*Task goal*
Quote the lines below exactly, from the one that holds "ground in this photo." through the final line of the records, and only those.

(Stored entries)
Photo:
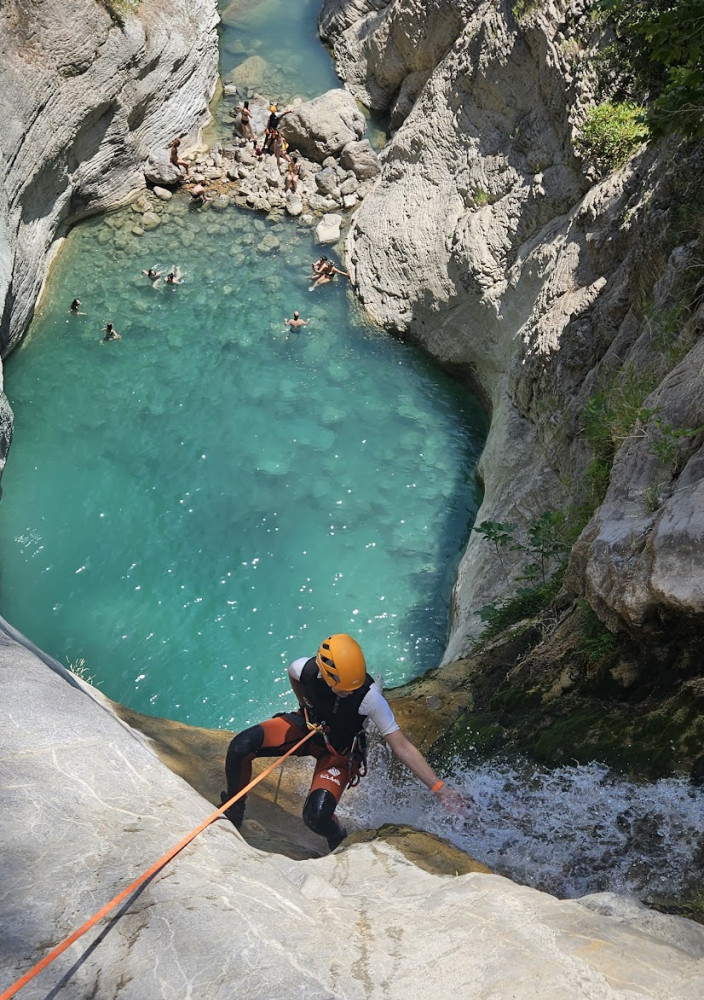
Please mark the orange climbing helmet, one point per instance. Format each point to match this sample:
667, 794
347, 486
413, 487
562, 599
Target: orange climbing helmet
341, 662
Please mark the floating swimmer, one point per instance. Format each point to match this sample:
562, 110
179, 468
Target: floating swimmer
339, 696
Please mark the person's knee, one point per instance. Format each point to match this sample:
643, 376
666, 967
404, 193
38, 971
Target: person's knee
318, 811
248, 741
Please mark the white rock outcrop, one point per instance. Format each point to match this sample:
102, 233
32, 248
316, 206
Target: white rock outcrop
321, 127
87, 807
482, 241
87, 95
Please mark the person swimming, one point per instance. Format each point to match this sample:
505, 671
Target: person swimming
296, 322
110, 333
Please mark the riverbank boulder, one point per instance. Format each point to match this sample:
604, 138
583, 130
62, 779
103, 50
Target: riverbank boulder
323, 126
82, 109
361, 159
159, 170
87, 794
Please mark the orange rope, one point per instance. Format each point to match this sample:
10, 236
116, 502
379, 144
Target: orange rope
48, 959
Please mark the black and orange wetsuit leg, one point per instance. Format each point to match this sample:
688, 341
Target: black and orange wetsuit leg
268, 739
332, 772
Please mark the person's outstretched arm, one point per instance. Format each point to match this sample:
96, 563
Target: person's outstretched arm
414, 760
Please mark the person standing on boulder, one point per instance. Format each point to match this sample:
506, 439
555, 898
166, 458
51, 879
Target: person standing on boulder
174, 158
335, 696
272, 126
246, 130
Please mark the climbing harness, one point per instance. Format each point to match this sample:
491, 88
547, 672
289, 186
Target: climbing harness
356, 756
145, 876
357, 759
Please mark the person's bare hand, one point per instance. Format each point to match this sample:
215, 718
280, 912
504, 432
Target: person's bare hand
453, 800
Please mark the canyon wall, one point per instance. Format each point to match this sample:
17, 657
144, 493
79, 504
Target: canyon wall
89, 90
488, 242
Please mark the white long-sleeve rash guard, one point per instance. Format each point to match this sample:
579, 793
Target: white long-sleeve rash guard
374, 705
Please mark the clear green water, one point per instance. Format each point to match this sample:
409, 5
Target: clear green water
191, 506
284, 36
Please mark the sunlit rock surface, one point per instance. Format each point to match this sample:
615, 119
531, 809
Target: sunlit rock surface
85, 97
87, 806
486, 241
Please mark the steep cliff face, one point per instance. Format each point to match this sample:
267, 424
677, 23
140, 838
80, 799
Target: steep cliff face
89, 89
485, 241
85, 794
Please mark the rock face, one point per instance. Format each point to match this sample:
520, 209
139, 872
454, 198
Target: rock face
485, 241
273, 926
87, 95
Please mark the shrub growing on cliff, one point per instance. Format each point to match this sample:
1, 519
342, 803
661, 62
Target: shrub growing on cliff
611, 133
659, 55
119, 9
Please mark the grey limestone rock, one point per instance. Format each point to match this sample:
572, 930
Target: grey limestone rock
328, 229
360, 158
159, 170
84, 101
84, 793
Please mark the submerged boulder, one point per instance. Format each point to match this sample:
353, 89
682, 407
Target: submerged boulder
328, 229
360, 158
323, 126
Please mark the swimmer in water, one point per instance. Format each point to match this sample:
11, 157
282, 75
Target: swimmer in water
174, 159
327, 273
110, 333
296, 322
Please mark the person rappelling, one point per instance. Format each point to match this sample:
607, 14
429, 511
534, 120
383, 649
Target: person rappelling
335, 696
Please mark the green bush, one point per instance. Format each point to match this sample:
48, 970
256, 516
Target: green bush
527, 603
659, 56
611, 133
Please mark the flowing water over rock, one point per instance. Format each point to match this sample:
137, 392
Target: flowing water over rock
569, 831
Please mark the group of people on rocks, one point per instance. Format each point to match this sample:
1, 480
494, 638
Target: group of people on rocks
171, 279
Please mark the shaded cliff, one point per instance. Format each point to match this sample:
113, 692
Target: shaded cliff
89, 90
574, 305
85, 794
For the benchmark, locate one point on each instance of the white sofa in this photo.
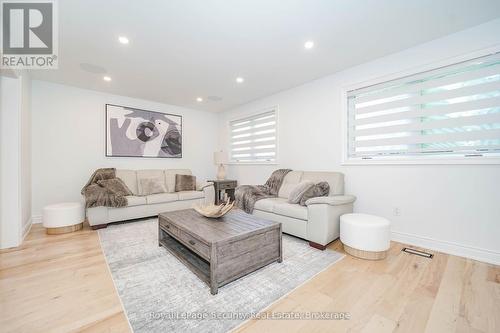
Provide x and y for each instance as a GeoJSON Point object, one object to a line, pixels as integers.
{"type": "Point", "coordinates": [318, 221]}
{"type": "Point", "coordinates": [150, 205]}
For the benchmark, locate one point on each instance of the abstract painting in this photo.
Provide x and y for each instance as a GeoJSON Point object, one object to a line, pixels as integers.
{"type": "Point", "coordinates": [134, 132]}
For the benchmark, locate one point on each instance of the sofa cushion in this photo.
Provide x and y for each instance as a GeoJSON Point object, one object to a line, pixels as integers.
{"type": "Point", "coordinates": [115, 186]}
{"type": "Point", "coordinates": [289, 182]}
{"type": "Point", "coordinates": [170, 177]}
{"type": "Point", "coordinates": [149, 174]}
{"type": "Point", "coordinates": [267, 204]}
{"type": "Point", "coordinates": [189, 195]}
{"type": "Point", "coordinates": [291, 210]}
{"type": "Point", "coordinates": [334, 179]}
{"type": "Point", "coordinates": [161, 198]}
{"type": "Point", "coordinates": [129, 177]}
{"type": "Point", "coordinates": [152, 186]}
{"type": "Point", "coordinates": [134, 200]}
{"type": "Point", "coordinates": [320, 189]}
{"type": "Point", "coordinates": [299, 190]}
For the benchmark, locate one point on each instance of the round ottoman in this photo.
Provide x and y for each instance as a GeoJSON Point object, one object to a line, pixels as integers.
{"type": "Point", "coordinates": [365, 236]}
{"type": "Point", "coordinates": [63, 217]}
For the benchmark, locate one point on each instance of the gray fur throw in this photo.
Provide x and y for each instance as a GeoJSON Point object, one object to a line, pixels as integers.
{"type": "Point", "coordinates": [98, 194]}
{"type": "Point", "coordinates": [247, 195]}
{"type": "Point", "coordinates": [321, 189]}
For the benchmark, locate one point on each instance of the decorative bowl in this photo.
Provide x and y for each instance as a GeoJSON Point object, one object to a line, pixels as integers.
{"type": "Point", "coordinates": [214, 211]}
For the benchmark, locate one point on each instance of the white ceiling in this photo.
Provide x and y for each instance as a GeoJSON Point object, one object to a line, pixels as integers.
{"type": "Point", "coordinates": [182, 49]}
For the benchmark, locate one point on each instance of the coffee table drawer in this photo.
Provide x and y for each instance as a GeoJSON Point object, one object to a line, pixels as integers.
{"type": "Point", "coordinates": [201, 248]}
{"type": "Point", "coordinates": [169, 227]}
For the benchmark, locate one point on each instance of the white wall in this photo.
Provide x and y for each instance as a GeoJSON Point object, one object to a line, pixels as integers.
{"type": "Point", "coordinates": [69, 140]}
{"type": "Point", "coordinates": [453, 208]}
{"type": "Point", "coordinates": [15, 158]}
{"type": "Point", "coordinates": [25, 136]}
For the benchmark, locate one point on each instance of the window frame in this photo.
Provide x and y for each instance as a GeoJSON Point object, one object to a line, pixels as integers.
{"type": "Point", "coordinates": [242, 117]}
{"type": "Point", "coordinates": [395, 160]}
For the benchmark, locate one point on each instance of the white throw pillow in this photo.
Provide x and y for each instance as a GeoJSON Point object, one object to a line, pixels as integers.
{"type": "Point", "coordinates": [152, 186]}
{"type": "Point", "coordinates": [298, 191]}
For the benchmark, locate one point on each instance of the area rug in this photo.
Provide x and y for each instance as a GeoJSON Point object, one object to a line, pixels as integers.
{"type": "Point", "coordinates": [160, 294]}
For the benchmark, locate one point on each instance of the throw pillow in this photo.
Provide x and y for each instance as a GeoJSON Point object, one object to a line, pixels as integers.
{"type": "Point", "coordinates": [115, 186]}
{"type": "Point", "coordinates": [321, 189]}
{"type": "Point", "coordinates": [298, 191]}
{"type": "Point", "coordinates": [185, 183]}
{"type": "Point", "coordinates": [152, 186]}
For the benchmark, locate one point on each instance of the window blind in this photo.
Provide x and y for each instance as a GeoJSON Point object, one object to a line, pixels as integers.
{"type": "Point", "coordinates": [450, 111]}
{"type": "Point", "coordinates": [253, 139]}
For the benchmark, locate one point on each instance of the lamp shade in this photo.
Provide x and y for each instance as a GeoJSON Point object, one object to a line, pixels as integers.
{"type": "Point", "coordinates": [220, 157]}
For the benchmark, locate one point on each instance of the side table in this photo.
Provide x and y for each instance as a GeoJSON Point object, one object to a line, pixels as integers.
{"type": "Point", "coordinates": [224, 185]}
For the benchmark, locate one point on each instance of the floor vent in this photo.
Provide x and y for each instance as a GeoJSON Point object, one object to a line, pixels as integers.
{"type": "Point", "coordinates": [418, 253]}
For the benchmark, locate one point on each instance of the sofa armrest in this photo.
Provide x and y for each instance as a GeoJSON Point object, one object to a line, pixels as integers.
{"type": "Point", "coordinates": [323, 213]}
{"type": "Point", "coordinates": [336, 200]}
{"type": "Point", "coordinates": [202, 186]}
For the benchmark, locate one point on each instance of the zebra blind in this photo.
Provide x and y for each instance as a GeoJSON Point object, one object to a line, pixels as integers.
{"type": "Point", "coordinates": [254, 139]}
{"type": "Point", "coordinates": [451, 111]}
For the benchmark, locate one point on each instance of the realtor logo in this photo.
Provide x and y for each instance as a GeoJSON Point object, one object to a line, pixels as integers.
{"type": "Point", "coordinates": [29, 34]}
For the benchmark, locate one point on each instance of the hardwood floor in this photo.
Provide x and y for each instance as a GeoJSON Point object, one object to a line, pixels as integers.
{"type": "Point", "coordinates": [60, 283]}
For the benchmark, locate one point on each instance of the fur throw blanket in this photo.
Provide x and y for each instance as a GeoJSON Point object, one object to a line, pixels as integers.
{"type": "Point", "coordinates": [100, 192]}
{"type": "Point", "coordinates": [247, 195]}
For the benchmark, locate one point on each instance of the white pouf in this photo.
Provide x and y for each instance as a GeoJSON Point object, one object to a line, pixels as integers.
{"type": "Point", "coordinates": [63, 217]}
{"type": "Point", "coordinates": [365, 236]}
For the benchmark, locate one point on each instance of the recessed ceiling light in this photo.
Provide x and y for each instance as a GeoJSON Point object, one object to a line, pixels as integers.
{"type": "Point", "coordinates": [123, 40]}
{"type": "Point", "coordinates": [309, 45]}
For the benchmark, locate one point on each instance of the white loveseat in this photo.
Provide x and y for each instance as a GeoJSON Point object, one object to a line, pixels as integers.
{"type": "Point", "coordinates": [150, 205]}
{"type": "Point", "coordinates": [318, 221]}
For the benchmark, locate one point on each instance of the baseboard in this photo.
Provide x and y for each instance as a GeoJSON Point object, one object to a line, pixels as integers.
{"type": "Point", "coordinates": [471, 252]}
{"type": "Point", "coordinates": [26, 229]}
{"type": "Point", "coordinates": [35, 219]}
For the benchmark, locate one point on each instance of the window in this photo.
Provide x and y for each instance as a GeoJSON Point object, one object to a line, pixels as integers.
{"type": "Point", "coordinates": [449, 112]}
{"type": "Point", "coordinates": [254, 139]}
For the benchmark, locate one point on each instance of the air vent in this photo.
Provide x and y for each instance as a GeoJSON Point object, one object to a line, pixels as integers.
{"type": "Point", "coordinates": [417, 252]}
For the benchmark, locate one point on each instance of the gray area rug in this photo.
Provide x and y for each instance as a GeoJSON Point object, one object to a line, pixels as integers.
{"type": "Point", "coordinates": [158, 291]}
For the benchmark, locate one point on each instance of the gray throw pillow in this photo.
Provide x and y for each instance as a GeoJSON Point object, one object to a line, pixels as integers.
{"type": "Point", "coordinates": [321, 189]}
{"type": "Point", "coordinates": [298, 191]}
{"type": "Point", "coordinates": [185, 183]}
{"type": "Point", "coordinates": [152, 186]}
{"type": "Point", "coordinates": [115, 186]}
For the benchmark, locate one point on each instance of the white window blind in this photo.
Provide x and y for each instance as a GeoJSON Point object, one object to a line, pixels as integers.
{"type": "Point", "coordinates": [254, 139]}
{"type": "Point", "coordinates": [452, 111]}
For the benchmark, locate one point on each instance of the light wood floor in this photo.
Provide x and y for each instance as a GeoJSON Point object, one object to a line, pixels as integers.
{"type": "Point", "coordinates": [61, 283]}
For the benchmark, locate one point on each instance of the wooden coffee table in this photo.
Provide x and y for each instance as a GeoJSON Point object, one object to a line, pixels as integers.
{"type": "Point", "coordinates": [220, 250]}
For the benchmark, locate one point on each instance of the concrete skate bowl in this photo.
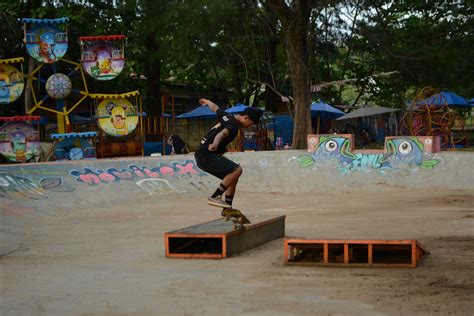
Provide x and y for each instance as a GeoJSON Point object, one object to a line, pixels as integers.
{"type": "Point", "coordinates": [31, 193]}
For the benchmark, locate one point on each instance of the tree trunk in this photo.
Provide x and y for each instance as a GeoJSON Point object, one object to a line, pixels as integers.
{"type": "Point", "coordinates": [297, 50]}
{"type": "Point", "coordinates": [294, 17]}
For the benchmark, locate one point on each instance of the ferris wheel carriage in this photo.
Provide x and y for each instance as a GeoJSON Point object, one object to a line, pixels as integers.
{"type": "Point", "coordinates": [119, 118]}
{"type": "Point", "coordinates": [46, 40]}
{"type": "Point", "coordinates": [11, 80]}
{"type": "Point", "coordinates": [19, 141]}
{"type": "Point", "coordinates": [103, 57]}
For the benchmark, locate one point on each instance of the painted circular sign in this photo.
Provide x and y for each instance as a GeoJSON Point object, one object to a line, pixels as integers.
{"type": "Point", "coordinates": [46, 43]}
{"type": "Point", "coordinates": [58, 86]}
{"type": "Point", "coordinates": [11, 84]}
{"type": "Point", "coordinates": [117, 117]}
{"type": "Point", "coordinates": [103, 60]}
{"type": "Point", "coordinates": [19, 141]}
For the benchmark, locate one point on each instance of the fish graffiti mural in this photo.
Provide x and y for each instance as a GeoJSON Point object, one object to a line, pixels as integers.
{"type": "Point", "coordinates": [400, 151]}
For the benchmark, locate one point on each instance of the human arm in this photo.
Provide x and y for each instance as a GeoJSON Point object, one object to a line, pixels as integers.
{"type": "Point", "coordinates": [219, 137]}
{"type": "Point", "coordinates": [214, 107]}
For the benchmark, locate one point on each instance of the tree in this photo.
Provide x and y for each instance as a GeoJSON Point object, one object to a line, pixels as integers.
{"type": "Point", "coordinates": [294, 18]}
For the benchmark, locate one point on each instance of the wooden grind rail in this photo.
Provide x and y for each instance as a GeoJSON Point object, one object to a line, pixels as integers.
{"type": "Point", "coordinates": [294, 249]}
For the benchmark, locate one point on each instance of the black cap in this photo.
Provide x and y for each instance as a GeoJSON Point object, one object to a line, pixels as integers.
{"type": "Point", "coordinates": [253, 113]}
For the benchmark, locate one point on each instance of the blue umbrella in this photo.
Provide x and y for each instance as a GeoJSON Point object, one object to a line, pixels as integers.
{"type": "Point", "coordinates": [446, 97]}
{"type": "Point", "coordinates": [324, 111]}
{"type": "Point", "coordinates": [199, 112]}
{"type": "Point", "coordinates": [238, 108]}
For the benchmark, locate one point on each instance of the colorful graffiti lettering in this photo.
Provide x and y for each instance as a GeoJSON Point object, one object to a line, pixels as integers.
{"type": "Point", "coordinates": [132, 172]}
{"type": "Point", "coordinates": [399, 151]}
{"type": "Point", "coordinates": [11, 184]}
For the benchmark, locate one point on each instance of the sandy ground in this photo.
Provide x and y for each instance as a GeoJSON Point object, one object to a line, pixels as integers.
{"type": "Point", "coordinates": [111, 261]}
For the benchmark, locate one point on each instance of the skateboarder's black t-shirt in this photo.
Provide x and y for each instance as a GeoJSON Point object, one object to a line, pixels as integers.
{"type": "Point", "coordinates": [226, 120]}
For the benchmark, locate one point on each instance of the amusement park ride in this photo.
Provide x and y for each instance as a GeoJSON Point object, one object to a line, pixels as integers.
{"type": "Point", "coordinates": [430, 115]}
{"type": "Point", "coordinates": [59, 89]}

*Response for this exercise*
For the benchmark, locate one point on each instance of the sandy ground in this photo.
Provide x and y for each instance as a GeoJSON Point object, one object to a line, pixels as integers.
{"type": "Point", "coordinates": [111, 261]}
For the benchmark, locate one point on each instance of the skateboarder's black t-shirt in this photo.
Provide x and y for each instance as a GeoJSON Point object, one object to a line, pixels as integers.
{"type": "Point", "coordinates": [226, 120]}
For the benchmark, locate one point on each instance of the amusement park ride in this photo.
Provide x and y for each instance as a GeoJSON Point object, one object to a line, pixels as integers.
{"type": "Point", "coordinates": [430, 115]}
{"type": "Point", "coordinates": [59, 89]}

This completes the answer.